§ **Required work**:
In the mailing-list thread, what does the acronym GUFI stand for?

On 01/14/2014 07:59 AM, Tomasz Nowicki wrote:
W dniu 01/14/14 15:52, Graeme Gregory pisze:
On Tue, Jan 14, 2014 at 12:03:04PM +0100, Tomasz Nowicki wrote:
W dniu 12/10/13 01:13, al.stone@linaro.org pisze:
From: Al Stone al.stone@linaro.org
These patches are purely experimental; they just barely compile and they do not run just yet. The reason for posting them is really just to stir some discussion and see if this is a truly crazy idea or if it has some potential for easing the ACPI transition.
These patches introduce GUFI: the Grand Unified Firmware Interface. Okay, yes, it is a silly name. I didn't spend a lot of time on it. What I'm most interested in is the idea and whether it is worth pursuing further, and whether or not there are better ways to do this if it does make sense.
The idea is very simple: introduce a shim layer that looks like a merge of some sort between ACPI and FDT functionality in the kernel. In that shim layer, make it possible for a driver to make a single call to a function, and with that call, retrieve configuration information stored in either ACPI tables or a DT. Further, allow the kernel to specify which has priority -- i.e., search through ACPI tables, and then through FDT if data is not found, or vice versa -- or which is exclusive, either ACPI or FDT only.
Why would I do this? As a kernel developer, this allows me to make changes in the direction of either FDT or ACPI as quickly or as slowly as I want to. Most of my config can be in FDT and I can then piecemeal convert to ACPI as I figure out ASL and/or any driver changes that may be needed. Secondly, if I do this well, the changes to convert from FDT to ACPI *should* be very small; from ACPI to FDT may be much more difficult but over time that can likely be improved as well. Third, in the really, really long term, maybe someone comes up with yet another hardware configuration description format that is so cool it provides sharks with laser beams on their heads and *everyone* wants to convert to it. With this layer in place, perhaps we can smooth even that transition by abstracting out the config info that's needed and the API to retrieve it.
So, what do you think?
Hi Al,
Sorry you had to wait so long.
Here is my 2 cents on this:
- The goal is really noble :)
- AFAIU, that should be generic API for driver binding, which is
hardware configuration independent. But, I can see OF and ACPI specific arguments in GUFI's API. Image how hard would it be to add next h/w description (with laser and turbo on his back :) ).
Hi Tomasz,
you reminded me to look at the patch, I think you are correct about the API, I think it should take dev/pdev arguments only. All the of/acpi stuff should be actually hidden so if your trying to get a config string all the finding correct node/ACPI ASL bit should be invisible.
This may actually be impossible in the non trivial case as it requires ACPI and DT bindings to be pretty identical which is already not going to happen with _PRP method + ACPI native support. I especially expect values hidden in sub-nodes to break.
Right, that was one of my concerns.

§ **Information shown**:
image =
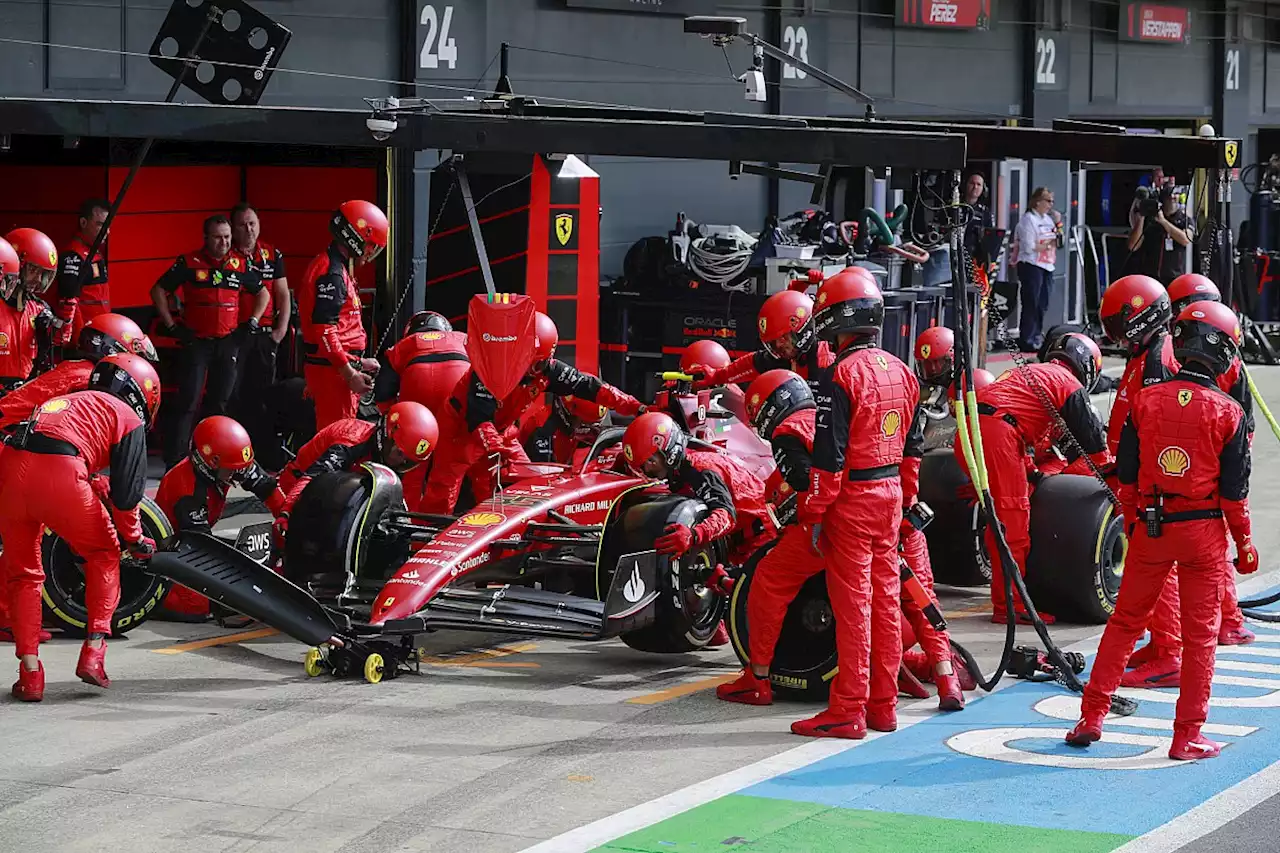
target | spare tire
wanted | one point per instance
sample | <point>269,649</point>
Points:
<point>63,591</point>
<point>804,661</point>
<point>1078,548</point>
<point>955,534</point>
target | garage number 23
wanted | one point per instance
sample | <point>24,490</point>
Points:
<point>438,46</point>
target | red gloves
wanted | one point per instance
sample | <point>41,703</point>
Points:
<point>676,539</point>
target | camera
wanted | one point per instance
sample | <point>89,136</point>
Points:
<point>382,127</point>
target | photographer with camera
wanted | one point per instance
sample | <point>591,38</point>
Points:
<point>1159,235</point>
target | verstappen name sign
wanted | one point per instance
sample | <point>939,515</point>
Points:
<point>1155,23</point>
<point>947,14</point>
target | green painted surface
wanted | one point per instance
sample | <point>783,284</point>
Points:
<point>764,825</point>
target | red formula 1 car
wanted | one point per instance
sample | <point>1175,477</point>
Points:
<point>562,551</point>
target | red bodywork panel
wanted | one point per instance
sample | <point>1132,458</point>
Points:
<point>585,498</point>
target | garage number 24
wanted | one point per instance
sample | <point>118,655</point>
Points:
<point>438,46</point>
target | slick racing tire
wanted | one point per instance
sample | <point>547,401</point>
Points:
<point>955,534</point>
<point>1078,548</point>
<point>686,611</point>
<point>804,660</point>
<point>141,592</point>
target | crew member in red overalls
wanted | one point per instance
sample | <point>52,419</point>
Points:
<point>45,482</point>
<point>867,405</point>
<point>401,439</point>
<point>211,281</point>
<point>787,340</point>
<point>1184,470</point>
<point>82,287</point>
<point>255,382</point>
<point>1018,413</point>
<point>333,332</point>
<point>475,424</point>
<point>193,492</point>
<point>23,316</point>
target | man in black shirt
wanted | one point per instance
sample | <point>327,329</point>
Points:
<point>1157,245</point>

---

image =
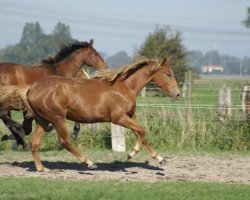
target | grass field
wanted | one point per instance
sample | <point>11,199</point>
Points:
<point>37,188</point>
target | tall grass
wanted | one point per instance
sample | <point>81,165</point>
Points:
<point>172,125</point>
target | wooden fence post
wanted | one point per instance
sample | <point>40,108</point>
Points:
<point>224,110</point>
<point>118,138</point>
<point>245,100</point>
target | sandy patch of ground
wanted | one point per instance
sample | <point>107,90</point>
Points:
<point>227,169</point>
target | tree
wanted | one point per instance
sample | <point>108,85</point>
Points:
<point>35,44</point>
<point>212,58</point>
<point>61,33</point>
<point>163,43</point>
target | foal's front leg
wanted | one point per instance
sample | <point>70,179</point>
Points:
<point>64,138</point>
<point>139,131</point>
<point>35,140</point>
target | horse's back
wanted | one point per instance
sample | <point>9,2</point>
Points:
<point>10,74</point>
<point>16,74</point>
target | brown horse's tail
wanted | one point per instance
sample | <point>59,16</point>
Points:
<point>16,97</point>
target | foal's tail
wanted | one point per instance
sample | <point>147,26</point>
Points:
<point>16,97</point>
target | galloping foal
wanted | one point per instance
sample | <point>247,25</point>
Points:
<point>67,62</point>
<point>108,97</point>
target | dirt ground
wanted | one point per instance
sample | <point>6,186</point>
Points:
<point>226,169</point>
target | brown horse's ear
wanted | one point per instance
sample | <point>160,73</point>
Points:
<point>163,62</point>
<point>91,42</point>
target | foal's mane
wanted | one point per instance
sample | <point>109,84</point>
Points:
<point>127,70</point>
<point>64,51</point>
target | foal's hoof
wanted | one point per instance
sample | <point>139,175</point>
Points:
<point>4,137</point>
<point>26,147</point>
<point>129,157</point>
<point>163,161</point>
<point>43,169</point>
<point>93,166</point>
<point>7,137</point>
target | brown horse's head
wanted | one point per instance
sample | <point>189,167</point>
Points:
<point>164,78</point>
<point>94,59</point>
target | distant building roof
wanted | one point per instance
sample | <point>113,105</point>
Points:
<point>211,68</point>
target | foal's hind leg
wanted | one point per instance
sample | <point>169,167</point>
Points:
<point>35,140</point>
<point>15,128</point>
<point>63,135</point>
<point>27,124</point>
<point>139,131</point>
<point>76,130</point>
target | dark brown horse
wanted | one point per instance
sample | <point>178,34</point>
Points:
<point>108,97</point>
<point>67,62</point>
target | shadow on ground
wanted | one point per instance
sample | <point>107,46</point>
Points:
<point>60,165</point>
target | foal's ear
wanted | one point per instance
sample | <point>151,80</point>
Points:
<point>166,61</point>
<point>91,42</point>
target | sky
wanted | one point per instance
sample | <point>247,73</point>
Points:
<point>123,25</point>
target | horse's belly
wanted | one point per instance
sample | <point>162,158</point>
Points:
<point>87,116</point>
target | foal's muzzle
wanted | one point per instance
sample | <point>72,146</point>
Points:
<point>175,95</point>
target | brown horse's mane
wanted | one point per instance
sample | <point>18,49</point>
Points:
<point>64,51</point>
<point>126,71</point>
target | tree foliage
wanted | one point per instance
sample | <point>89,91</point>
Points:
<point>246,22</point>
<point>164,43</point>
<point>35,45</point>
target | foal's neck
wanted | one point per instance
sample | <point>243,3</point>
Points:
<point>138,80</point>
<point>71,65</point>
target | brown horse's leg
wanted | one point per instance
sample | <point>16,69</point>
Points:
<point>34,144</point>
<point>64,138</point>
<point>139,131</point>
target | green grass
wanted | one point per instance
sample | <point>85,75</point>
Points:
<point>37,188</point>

§ **Result of this task**:
Grand Unified Firmware Interface